* _Task statement_
Can you turn the items below into a numbered list, dropping the blank lines and leaving the pictures out?

* _Available data_
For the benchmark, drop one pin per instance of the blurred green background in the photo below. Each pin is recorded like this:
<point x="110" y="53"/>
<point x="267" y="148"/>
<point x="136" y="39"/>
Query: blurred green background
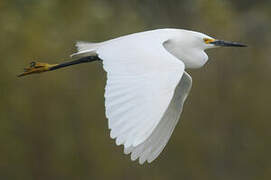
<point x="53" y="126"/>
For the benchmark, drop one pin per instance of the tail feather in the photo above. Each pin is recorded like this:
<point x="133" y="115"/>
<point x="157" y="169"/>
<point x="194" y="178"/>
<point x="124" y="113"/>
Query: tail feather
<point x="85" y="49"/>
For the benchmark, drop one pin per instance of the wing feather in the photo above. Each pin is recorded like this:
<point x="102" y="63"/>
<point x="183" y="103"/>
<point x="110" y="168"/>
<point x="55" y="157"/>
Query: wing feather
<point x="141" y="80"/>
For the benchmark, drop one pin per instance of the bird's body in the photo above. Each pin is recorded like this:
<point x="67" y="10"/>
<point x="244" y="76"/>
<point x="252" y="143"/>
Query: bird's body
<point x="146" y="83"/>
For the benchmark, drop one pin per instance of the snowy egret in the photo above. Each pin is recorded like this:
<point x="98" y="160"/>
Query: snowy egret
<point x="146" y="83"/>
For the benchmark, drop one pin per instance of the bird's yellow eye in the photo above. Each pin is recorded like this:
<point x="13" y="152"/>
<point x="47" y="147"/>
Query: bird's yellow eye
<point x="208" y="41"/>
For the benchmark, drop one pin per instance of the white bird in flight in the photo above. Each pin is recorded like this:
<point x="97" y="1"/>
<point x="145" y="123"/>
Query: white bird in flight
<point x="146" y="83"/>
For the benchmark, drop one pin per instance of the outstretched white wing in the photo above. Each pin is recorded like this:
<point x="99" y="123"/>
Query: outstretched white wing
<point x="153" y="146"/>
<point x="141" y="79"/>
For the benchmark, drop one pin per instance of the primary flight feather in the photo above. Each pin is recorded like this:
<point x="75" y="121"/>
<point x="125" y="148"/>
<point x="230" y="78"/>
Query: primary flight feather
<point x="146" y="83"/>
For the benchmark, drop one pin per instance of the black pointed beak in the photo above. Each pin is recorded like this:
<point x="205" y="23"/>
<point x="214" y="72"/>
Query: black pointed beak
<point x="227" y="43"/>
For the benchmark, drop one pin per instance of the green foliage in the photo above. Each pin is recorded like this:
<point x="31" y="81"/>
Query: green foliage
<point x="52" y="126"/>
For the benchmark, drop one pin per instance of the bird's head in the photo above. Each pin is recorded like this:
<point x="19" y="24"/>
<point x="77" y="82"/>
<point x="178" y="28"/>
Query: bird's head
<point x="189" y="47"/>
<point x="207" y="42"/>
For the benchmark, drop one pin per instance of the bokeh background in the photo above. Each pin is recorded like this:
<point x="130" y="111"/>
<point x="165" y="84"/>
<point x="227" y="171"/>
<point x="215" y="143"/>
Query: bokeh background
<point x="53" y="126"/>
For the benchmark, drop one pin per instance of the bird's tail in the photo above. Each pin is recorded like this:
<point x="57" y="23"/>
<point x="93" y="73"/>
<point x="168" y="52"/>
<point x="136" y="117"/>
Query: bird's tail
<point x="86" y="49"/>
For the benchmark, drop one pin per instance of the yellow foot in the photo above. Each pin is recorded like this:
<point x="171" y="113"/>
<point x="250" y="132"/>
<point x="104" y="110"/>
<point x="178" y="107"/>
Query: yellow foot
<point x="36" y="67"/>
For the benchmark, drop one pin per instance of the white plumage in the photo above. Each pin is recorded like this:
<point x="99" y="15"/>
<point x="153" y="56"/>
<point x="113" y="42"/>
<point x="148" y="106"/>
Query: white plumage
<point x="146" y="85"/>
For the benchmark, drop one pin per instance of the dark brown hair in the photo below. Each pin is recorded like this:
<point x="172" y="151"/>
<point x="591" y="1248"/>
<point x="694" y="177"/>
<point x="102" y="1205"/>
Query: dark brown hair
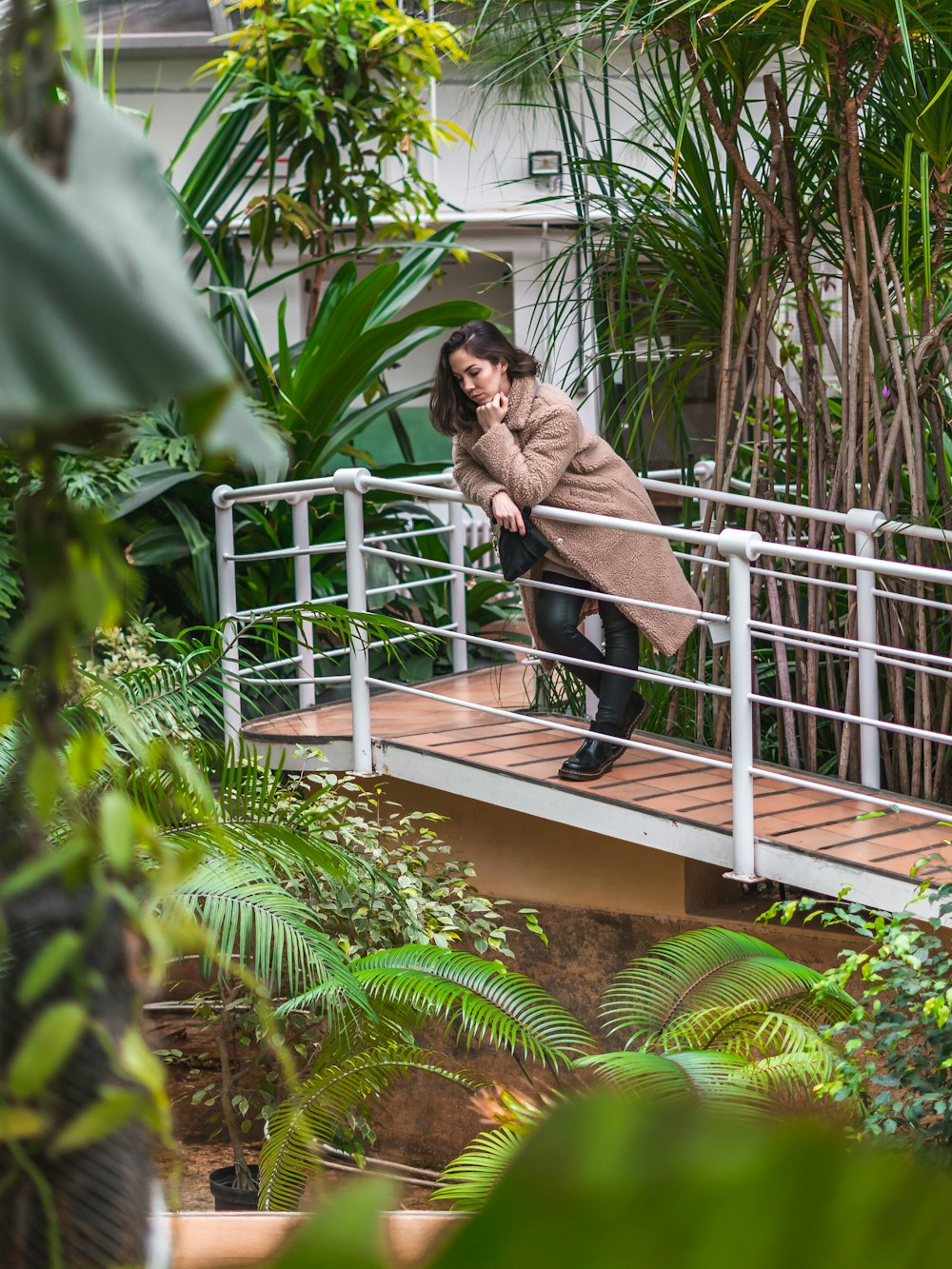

* _Reply_
1. For the benchmark, drop one pin per instance of the blurred green background in the photo below. Each pin is recorded like this:
2. <point x="110" y="53"/>
3. <point x="267" y="148"/>
4. <point x="136" y="39"/>
5. Query: blurred green background
6. <point x="53" y="126"/>
7. For the benchmark, drop one pin per instance of the tail feather in the photo above. Each pin is recorded like this:
8. <point x="133" y="115"/>
9. <point x="157" y="169"/>
10. <point x="194" y="178"/>
11. <point x="124" y="113"/>
12. Query: tail feather
13. <point x="85" y="49"/>
14. For the benchmark, drop one pin per instance of the wing feather in the photo above. Each pin is recorded like this:
15. <point x="102" y="63"/>
16. <point x="183" y="103"/>
17. <point x="110" y="168"/>
18. <point x="55" y="157"/>
19. Query: wing feather
20. <point x="141" y="80"/>
21. For the benchmark, drop one pin per instance of the bird's body in the photo above. Each pin is recorded like this:
22. <point x="67" y="10"/>
23. <point x="244" y="76"/>
24. <point x="252" y="143"/>
25. Query: bird's body
26. <point x="146" y="83"/>
27. For the benchmark, drop one pin per instance of the snowy egret in the photo above. Each pin is recorded like this:
28. <point x="98" y="160"/>
29. Query: snowy egret
30. <point x="146" y="83"/>
31. For the benchmark, drop one pin per instance of the bird's yellow eye in the photo above. Each pin is recorded like this:
32. <point x="13" y="152"/>
33. <point x="47" y="147"/>
34. Query: bird's yellow eye
35. <point x="208" y="41"/>
36. For the benchmark, drop one pin per instance of the white bird in flight in the photo above. Each pin is recorded like this:
37. <point x="97" y="1"/>
38. <point x="145" y="123"/>
39. Query: white bird in flight
40. <point x="146" y="83"/>
41. For the benchmark, drop one pin per instance of the outstretched white wing in the photo above. Each pin is recorded like this:
42. <point x="99" y="123"/>
43. Query: outstretched white wing
44. <point x="153" y="146"/>
45. <point x="141" y="79"/>
46. For the benchmark, drop one pin per instance of the primary flight feather in the photo above. Each pin is recorded like this:
47. <point x="75" y="121"/>
48. <point x="125" y="148"/>
49. <point x="230" y="78"/>
50. Query: primary flight feather
51. <point x="146" y="83"/>
52. For the benchmark, drop one pin per instance of the black pointed beak in the photo above. Each pin is recorded like this:
53. <point x="205" y="23"/>
54. <point x="214" y="72"/>
55. Query: black pointed beak
56. <point x="227" y="43"/>
57. For the benchmark, drop one pin per instance of the green foliage in the photo above. Each pin is recorded like this:
58. <point x="31" y="81"/>
59. Query: green foliage
60. <point x="52" y="126"/>
61. For the benchmark, drop one pin per instance of the bird's head in the photo above. Each pin is recorded like this:
62. <point x="19" y="24"/>
63. <point x="77" y="82"/>
64. <point x="178" y="28"/>
65. Query: bird's head
66. <point x="189" y="47"/>
67. <point x="207" y="42"/>
68. For the benchmark, drop one pin per instance of the bokeh background in the photo above. Each pin is recorded like this:
69. <point x="130" y="111"/>
70. <point x="165" y="84"/>
71. <point x="227" y="171"/>
72. <point x="215" y="143"/>
73. Query: bokeh background
74. <point x="53" y="126"/>
75. For the benchmark, drop one pin per instance of the bird's tail in the photo above. Each pin is recorded like this:
76. <point x="57" y="23"/>
77. <point x="93" y="73"/>
78. <point x="168" y="52"/>
79. <point x="136" y="117"/>
80. Query: bird's tail
81. <point x="86" y="49"/>
82. For the benchmark, drop one pin per instance of the yellow foot in the photo above. Each pin is recorded like this:
83. <point x="171" y="113"/>
84. <point x="250" y="132"/>
85. <point x="104" y="110"/>
86. <point x="178" y="107"/>
87. Query: yellow foot
88. <point x="36" y="67"/>
89. For the benchmark, drop one pin per instance of the white plumage in the photo above. Each pin is recorded like this:
90. <point x="99" y="15"/>
91. <point x="153" y="56"/>
92. <point x="113" y="42"/>
93. <point x="148" y="106"/>
94. Query: white plumage
95. <point x="146" y="85"/>
96. For the benchmark, drop one pin per instance of the dark brown hair in the photo below. Each pin is recorded like this:
97. <point x="172" y="151"/>
98. <point x="591" y="1248"/>
99. <point x="694" y="177"/>
100. <point x="102" y="1205"/>
101. Query: dark brown hair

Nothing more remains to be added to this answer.